**Source:**
Begin
Turned Off, Fed Up, Dropped Out: Can the United Church of Christ Become a Home for Disaffected Evangelical Millennials and Other Church Dropouts?

Chris XenakisRev. Chris Xenakis is a UCC pastor currently serving Groton Community Church (UCC) in Central New York. In addition, he is an adjunct lecturer at SUNY-Cortland, teaching courses this year on world politics, democracy, U.S. foreign policy and multiculturalism. Chris has written numerous books and articles, which can be found on his blog.

Young Evangelicals are leaving the church in droves—and their exodus has bracing implications for us in the United Church of Christ.

Not that anyone could have predicted their departure in 1972; that’s when sociologist of religion Dean M. Kelly published an influential study entitled, Why Conservative Churches Are Growing. Essentially, Kelly argued that, in the words of Southern Baptist Theological Seminary President R. Albert Mohler, Jr., “Evangelical churches grow precisely because they do what liberal congregations and denominations [do not]—they make serious demands of believers in terms of doctrine and behavior” (“Why Conservative Churches Are Growing,” Christian Post, April 26, 2011.

As it turned out, a lot of those serious demands were exclusive and harsh—and living up to them proved unsustainable. Today—forty-five years later—Barna Group President and pollster David Kinnaman, a self-professed Evangelical, tells us that many Evangelical congregants and former churchgoers, as well as the vast majority of “Unchristians” (who don’t ascribe, or no longer ascribe, to any organized religion) “are skeptical” if not “hostile and resentful toward present-day Christianity.” They “have little trust in the Christian faith, [or] esteem for the lifestyle” of churchgoers. They view Christianity as “weary and threadbare,” and are offended by conservative Christians’ “swagger”—how Evangelicals “go about things and the[ir] sense of self-importance” (David Kinnaman and Gabe Lyons, Unchristian: What a New Generation Really Thinks about Christianity… and Why It Matters (Grand Rapids, Mich.: Baker, 2007), pp. 9, 13, 16, 22, 24).

Indeed, a 2005-2006 Barna Group study concluded that “the most common perceptions” of those outside the church toward Christians and Christianity are antihomosexual, judgmental, and hypocritical. These were followed by: old-fashioned, sheltered and out of touch with reality, insensitive to others, boring, not accepting of other faiths, too focused on converting people, and confusing. “This is what a new generation thinks about Christianity” (Unchristian, p. 25).
End
**Set of tasks:**
A. Replace "Model Card" with "Dataset Card" in the records, starting with their first line and going on through the line with "[[59, 0, 500, 63]]", keeping everything else unchanged and leaving out the pictures.
B. Pick up the article on evangelical church dropouts and the United Church of Christ where it stops, and continue it.
The article and the records come from unrelated sources.

**Records provided:**
Begin
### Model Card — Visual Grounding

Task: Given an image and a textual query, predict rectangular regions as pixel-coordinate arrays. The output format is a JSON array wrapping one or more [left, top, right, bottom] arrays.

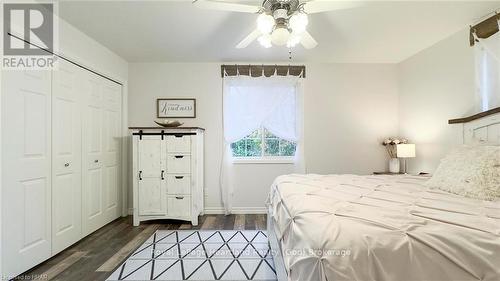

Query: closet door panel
[[2, 71, 51, 276], [80, 70, 106, 235], [52, 61, 82, 254], [103, 80, 121, 222]]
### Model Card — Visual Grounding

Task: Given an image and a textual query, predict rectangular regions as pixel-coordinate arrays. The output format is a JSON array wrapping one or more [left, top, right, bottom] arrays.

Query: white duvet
[[268, 175, 500, 281]]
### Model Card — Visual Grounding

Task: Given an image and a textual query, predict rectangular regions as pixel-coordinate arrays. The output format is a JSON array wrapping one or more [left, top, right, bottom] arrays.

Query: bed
[[268, 110, 500, 281]]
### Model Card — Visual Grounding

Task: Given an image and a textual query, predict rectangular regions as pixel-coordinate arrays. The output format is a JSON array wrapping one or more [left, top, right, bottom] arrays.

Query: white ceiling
[[59, 0, 500, 63]]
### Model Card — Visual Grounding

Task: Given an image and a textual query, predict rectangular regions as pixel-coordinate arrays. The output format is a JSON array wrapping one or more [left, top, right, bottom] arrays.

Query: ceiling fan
[[193, 0, 360, 49]]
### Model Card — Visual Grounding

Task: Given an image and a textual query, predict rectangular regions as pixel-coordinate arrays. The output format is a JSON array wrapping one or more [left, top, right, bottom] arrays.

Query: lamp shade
[[396, 144, 416, 158]]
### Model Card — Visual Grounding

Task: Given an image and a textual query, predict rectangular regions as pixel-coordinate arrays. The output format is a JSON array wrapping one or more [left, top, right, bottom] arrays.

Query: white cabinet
[[137, 136, 167, 216], [131, 128, 204, 226], [1, 60, 123, 277]]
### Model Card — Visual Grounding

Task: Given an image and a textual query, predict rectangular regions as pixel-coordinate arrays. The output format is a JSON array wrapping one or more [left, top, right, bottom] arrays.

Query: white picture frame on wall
[[156, 99, 196, 118]]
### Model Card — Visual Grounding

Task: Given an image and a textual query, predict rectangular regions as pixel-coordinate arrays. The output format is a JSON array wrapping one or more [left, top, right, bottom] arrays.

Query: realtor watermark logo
[[2, 2, 57, 69]]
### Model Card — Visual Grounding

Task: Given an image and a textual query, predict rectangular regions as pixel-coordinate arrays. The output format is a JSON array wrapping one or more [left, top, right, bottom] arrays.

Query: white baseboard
[[128, 207, 267, 215], [205, 207, 267, 215]]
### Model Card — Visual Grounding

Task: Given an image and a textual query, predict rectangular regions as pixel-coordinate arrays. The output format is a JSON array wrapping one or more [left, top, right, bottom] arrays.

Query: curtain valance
[[221, 64, 306, 78], [469, 13, 500, 46]]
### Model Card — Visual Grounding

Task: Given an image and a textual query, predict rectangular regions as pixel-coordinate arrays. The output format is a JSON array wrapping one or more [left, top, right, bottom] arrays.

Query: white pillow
[[426, 145, 500, 201]]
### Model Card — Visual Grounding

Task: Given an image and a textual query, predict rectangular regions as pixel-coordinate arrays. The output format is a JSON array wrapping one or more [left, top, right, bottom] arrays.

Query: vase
[[389, 158, 400, 173]]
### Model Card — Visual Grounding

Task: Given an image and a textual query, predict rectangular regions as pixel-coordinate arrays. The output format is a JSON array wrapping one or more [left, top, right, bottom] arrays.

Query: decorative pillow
[[426, 145, 500, 201]]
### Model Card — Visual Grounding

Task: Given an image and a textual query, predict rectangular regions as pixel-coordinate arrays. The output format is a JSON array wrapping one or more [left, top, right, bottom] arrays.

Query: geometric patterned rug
[[107, 230, 277, 281]]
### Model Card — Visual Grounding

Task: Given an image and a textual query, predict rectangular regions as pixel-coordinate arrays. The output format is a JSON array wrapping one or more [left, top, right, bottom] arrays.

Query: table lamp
[[396, 144, 416, 174]]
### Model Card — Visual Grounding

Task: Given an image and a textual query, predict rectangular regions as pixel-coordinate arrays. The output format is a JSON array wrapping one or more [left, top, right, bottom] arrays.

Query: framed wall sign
[[156, 99, 196, 118]]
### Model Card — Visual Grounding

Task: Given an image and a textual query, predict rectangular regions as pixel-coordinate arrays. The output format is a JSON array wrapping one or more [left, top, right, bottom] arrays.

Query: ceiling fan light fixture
[[257, 14, 275, 34], [271, 27, 290, 46], [257, 34, 273, 49], [288, 13, 309, 34]]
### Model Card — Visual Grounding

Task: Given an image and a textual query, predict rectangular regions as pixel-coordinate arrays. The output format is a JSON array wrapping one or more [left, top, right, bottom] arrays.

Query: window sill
[[232, 157, 295, 164]]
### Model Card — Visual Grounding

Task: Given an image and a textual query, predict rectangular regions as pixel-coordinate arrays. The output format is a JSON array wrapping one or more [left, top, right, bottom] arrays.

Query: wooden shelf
[[128, 126, 205, 131], [448, 107, 500, 124]]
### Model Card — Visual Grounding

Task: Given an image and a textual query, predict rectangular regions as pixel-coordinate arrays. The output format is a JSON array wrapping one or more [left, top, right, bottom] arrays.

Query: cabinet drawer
[[167, 154, 191, 174], [167, 175, 191, 194], [167, 195, 191, 218], [167, 135, 191, 153]]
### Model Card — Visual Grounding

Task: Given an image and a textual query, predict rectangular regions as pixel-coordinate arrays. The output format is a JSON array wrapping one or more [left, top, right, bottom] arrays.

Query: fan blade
[[304, 0, 362, 14], [193, 0, 261, 14], [300, 31, 318, 49], [236, 29, 261, 49]]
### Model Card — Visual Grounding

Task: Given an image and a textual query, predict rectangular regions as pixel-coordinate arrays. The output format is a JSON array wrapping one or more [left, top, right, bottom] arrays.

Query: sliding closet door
[[52, 60, 83, 254], [82, 70, 106, 235], [81, 70, 122, 235], [102, 79, 122, 223], [2, 70, 51, 277]]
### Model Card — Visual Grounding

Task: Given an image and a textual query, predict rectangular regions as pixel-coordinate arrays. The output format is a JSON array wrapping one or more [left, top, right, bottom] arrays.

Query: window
[[231, 127, 297, 160]]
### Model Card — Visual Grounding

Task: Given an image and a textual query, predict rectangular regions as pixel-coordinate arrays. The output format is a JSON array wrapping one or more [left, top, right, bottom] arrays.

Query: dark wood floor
[[17, 215, 267, 281]]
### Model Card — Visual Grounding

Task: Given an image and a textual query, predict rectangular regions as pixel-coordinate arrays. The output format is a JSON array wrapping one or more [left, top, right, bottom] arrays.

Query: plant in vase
[[382, 138, 408, 173]]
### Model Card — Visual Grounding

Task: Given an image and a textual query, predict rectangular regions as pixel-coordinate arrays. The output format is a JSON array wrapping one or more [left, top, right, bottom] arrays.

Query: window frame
[[231, 126, 297, 164]]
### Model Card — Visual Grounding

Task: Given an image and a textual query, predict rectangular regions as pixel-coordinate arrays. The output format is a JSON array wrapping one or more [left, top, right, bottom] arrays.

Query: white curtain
End
**Responses per task:**
A.
### Dataset Card — Visual Grounding

Task: Given an image and a textual query, predict rectangular regions as pixel-coordinate arrays. The output format is a JSON array wrapping one or more [left, top, right, bottom] arrays.


Query: closet door panel
[[2, 71, 51, 276], [80, 70, 106, 235], [52, 61, 82, 254], [103, 80, 121, 222]]
### Dataset Card — Visual Grounding

Task: Given an image and a textual query, predict rectangular regions as pixel-coordinate arrays. The output format is a JSON array wrapping one or more [left, top, right, bottom] arrays.

Query: white duvet
[[268, 175, 500, 281]]
### Dataset Card — Visual Grounding

Task: Given an image and a textual query, predict rectangular regions as pixel-coordinate arrays. The output format is a JSON array wrapping one or more [left, top, right, bottom] arrays.

Query: bed
[[268, 110, 500, 281]]
### Dataset Card — Visual Grounding

Task: Given an image and a textual query, predict rectangular regions as pixel-coordinate arrays. The output format is a JSON array wrapping one or more [left, top, right, bottom] arrays.

Query: white ceiling
[[59, 0, 500, 63]]

B.
Tellingly, many Evangelical Millennials and “Gen-Z’ers”—young adult churchgoers —“share the same negative perceptions as outsiders” (Unchristian, pp. 31-32); in a related poll of 18-29-year-olds with Evangelical backgrounds, young churchgoers “describe[d] their individual faith journeys” in words that were startlingly similar to those of Millennial outsiders. “Most of their stories include significant disengagement from church—[and/or] from Christianity altogether” (David Kinnaman with Aly Hawkins, You Lost Me: Why Young Christians Are Leaving Church…and Rethinking Faith (Grand Rapids, Mich.: Baker, 2011), p. 9).

Young church dropouts find the church to be shallow; anti-science; repressive, judgmental, and rigid about sexuality; and hostile toward doubters and skeptics. They view the church as exclusive—Millennials “estee[m] open-mindedness, tolerance, and acceptance,” yet the church exhibits none of those qualities. “Young Christians believ[e] that churches are not safe and hospitable places to express doubts” (You Lost Me, pp. 11, 71, 92-93).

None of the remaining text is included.